[INFORMATION PROVIDED]:
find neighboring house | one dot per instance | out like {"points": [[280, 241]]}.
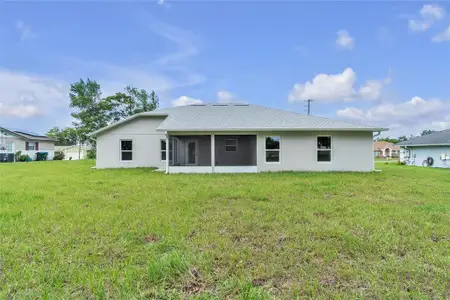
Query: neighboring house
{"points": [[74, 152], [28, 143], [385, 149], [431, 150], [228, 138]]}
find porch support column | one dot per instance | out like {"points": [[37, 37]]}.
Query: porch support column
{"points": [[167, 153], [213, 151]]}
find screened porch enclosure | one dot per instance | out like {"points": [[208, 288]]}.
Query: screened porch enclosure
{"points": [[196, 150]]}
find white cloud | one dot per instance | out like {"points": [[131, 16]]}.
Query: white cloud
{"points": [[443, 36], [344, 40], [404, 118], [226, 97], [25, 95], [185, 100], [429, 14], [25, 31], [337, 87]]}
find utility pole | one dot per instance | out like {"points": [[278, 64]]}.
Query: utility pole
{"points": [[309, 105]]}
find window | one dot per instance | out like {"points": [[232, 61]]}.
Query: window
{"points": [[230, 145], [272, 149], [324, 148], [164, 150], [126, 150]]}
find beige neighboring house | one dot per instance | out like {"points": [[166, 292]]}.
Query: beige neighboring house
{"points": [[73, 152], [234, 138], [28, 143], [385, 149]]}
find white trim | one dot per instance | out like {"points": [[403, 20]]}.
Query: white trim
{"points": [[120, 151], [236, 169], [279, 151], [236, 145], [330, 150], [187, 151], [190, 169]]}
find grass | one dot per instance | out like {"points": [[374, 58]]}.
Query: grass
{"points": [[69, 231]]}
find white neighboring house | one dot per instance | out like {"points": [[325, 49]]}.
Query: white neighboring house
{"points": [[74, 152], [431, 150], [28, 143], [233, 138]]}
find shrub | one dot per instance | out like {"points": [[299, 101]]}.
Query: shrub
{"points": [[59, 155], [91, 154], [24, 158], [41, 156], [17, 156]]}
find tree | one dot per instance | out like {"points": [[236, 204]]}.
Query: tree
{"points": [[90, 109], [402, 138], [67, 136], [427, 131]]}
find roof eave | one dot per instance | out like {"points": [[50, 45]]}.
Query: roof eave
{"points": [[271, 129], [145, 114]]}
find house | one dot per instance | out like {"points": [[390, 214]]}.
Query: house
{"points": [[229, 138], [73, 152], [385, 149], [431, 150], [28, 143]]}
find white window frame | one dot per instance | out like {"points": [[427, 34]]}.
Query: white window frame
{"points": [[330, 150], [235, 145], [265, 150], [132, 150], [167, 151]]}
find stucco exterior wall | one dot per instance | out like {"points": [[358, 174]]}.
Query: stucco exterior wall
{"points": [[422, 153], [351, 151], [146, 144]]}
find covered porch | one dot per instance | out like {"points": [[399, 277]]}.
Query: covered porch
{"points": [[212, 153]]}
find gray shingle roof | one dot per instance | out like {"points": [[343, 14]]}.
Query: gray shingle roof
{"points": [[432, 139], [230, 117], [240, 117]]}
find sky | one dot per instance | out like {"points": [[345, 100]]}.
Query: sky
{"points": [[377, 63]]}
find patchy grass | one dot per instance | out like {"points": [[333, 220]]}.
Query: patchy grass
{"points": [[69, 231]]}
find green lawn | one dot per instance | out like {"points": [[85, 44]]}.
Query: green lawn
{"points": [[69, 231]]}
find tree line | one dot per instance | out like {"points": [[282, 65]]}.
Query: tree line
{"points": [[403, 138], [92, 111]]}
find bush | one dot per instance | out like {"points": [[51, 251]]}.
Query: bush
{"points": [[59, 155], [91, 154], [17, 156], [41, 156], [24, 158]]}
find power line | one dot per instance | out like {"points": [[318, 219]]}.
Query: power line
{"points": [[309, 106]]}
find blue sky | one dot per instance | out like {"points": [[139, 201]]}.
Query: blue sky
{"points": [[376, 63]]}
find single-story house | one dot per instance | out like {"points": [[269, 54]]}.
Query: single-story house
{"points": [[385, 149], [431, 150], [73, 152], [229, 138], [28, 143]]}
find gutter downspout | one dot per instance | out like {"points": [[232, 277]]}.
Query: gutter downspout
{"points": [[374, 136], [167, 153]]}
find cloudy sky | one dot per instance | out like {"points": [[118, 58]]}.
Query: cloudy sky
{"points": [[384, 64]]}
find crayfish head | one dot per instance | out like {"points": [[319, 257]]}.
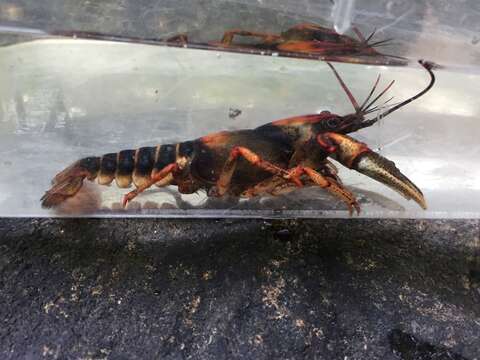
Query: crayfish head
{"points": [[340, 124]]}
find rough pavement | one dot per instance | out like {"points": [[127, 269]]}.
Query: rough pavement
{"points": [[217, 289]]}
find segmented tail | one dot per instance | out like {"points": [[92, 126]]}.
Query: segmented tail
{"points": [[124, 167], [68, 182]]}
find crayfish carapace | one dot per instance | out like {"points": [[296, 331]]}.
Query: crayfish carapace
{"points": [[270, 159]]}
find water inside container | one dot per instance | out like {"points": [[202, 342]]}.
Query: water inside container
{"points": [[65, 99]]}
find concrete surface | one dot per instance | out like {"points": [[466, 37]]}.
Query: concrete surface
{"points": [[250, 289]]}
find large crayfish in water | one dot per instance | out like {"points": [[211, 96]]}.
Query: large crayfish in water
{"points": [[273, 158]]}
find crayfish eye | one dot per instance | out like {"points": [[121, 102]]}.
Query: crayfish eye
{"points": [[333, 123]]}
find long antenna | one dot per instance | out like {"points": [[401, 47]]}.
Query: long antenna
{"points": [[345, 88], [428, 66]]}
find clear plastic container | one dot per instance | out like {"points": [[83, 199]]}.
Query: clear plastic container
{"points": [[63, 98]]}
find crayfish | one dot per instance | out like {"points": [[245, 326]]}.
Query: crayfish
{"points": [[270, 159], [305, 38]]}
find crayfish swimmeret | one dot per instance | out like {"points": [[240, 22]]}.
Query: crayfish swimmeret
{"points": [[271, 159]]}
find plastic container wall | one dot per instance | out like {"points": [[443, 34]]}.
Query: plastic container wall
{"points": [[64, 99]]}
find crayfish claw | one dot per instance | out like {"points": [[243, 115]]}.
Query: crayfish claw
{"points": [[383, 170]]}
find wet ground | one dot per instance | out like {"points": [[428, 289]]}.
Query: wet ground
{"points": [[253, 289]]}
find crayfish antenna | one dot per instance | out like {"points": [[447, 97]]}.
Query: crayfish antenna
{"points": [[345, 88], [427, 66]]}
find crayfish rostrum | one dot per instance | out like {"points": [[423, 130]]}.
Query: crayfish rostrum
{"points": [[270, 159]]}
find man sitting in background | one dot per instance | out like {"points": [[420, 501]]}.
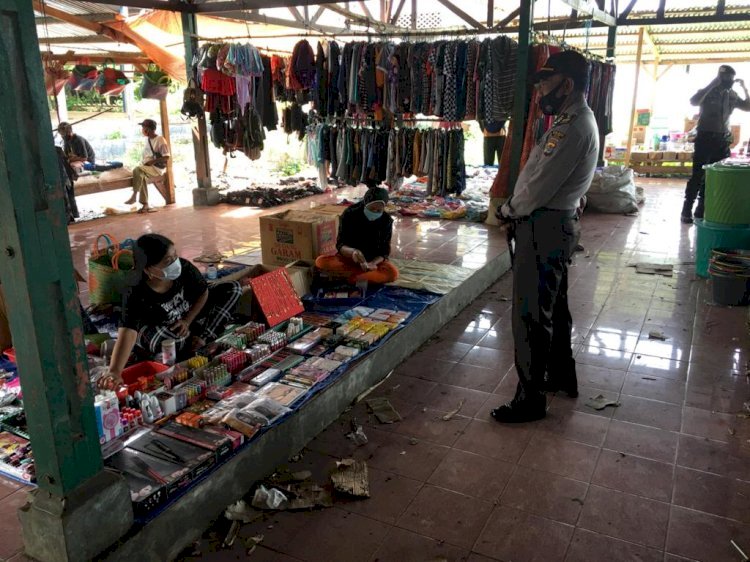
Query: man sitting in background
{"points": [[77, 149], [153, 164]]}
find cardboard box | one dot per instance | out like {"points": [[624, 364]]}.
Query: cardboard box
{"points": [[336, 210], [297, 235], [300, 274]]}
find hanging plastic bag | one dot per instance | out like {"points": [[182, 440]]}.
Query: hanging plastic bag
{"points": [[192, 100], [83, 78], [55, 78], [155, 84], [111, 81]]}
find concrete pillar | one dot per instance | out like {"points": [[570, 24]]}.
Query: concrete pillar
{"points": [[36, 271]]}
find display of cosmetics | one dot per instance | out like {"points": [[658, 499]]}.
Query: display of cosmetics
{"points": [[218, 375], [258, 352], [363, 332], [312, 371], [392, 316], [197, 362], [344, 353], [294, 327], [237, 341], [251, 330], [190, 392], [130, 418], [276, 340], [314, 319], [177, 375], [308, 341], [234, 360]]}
* * *
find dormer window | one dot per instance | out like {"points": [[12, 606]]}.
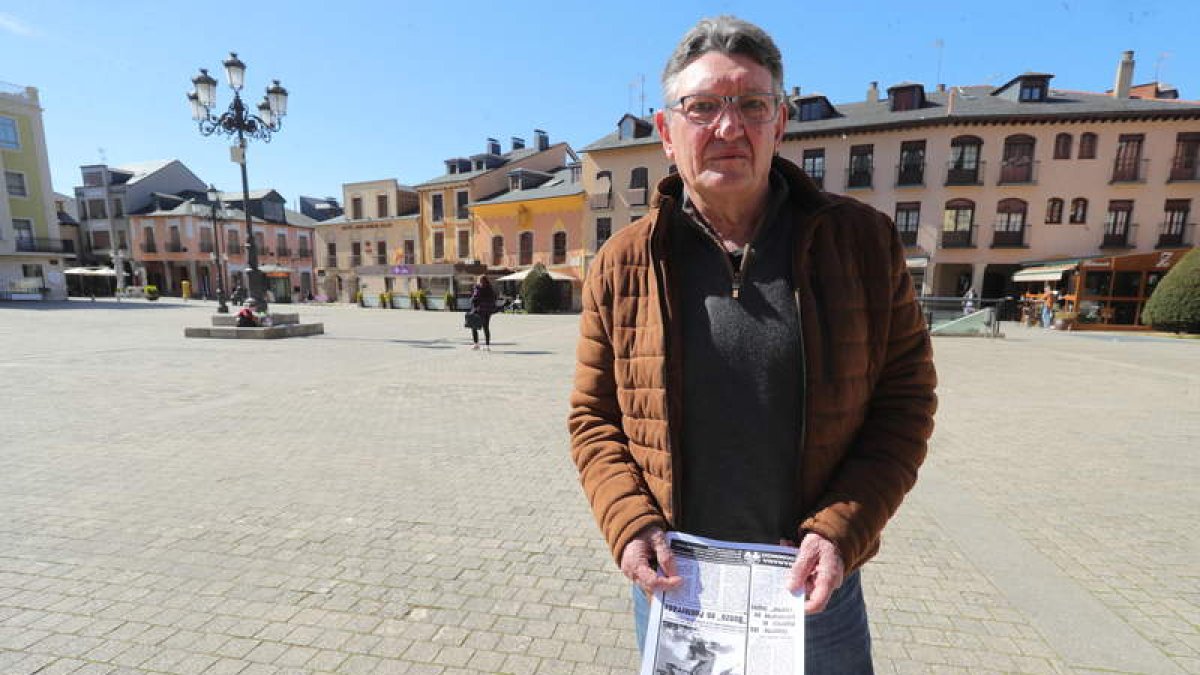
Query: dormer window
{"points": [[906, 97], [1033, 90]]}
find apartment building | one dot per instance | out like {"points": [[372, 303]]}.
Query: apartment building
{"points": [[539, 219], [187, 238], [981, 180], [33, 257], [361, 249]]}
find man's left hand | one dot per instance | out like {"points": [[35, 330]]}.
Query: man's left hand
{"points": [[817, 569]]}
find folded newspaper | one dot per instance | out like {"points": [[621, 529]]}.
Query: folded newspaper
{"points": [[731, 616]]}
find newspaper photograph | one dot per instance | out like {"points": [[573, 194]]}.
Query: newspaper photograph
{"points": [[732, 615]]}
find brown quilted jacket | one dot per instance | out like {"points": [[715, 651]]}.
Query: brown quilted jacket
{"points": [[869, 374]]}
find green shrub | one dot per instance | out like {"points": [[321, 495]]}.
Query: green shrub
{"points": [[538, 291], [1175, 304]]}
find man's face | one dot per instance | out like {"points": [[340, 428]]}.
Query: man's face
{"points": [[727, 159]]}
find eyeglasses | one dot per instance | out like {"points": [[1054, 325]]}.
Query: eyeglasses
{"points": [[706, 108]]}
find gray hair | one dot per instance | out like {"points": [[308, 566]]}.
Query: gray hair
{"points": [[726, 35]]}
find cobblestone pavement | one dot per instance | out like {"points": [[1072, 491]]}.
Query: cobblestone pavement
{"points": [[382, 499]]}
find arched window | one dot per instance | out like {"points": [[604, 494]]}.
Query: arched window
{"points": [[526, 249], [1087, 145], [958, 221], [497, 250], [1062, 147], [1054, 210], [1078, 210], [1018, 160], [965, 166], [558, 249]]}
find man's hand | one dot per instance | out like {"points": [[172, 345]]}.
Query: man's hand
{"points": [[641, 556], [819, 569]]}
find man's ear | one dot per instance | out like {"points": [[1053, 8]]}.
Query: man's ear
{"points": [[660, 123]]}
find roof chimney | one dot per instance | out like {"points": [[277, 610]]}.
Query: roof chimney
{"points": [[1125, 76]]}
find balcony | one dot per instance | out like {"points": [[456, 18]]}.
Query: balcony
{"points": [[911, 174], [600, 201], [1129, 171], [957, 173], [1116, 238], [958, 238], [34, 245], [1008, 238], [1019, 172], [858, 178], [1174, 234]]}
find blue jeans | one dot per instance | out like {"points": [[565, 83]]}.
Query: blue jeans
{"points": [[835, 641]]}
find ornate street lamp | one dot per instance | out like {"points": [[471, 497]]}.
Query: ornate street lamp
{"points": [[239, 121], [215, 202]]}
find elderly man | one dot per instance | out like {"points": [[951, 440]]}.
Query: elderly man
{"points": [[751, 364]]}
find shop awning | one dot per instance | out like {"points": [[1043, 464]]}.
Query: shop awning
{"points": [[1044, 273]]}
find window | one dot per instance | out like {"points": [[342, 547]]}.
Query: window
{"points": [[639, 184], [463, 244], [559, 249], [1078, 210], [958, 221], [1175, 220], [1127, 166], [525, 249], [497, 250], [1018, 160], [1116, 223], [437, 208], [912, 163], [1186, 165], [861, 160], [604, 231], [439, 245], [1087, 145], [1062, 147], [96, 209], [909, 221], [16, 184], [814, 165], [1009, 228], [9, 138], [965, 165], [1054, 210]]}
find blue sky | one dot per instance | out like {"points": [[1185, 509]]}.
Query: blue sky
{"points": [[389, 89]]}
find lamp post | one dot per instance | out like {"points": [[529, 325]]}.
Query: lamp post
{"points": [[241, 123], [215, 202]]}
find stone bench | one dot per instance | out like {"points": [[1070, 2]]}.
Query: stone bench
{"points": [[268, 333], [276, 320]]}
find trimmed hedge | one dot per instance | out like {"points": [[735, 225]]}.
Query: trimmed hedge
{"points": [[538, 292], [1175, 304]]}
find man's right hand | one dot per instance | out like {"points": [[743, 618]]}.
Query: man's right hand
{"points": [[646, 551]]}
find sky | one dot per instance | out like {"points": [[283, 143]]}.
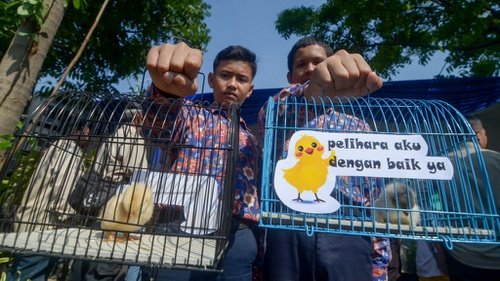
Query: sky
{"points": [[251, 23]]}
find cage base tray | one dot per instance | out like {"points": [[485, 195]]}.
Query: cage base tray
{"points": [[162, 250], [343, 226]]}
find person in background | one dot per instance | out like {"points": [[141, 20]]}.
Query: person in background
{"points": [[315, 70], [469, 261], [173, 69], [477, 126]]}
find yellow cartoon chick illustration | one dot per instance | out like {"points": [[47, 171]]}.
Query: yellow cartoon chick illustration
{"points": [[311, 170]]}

[GOAL OF THE EXERCISE]: Identify each line of the records that contains the string "screened", and copy those lines in full.

[COMPLETE OUTPUT]:
find screened porch enclosure | one dot per instance | out like {"points": [[208, 288]]}.
Query: screened porch enclosure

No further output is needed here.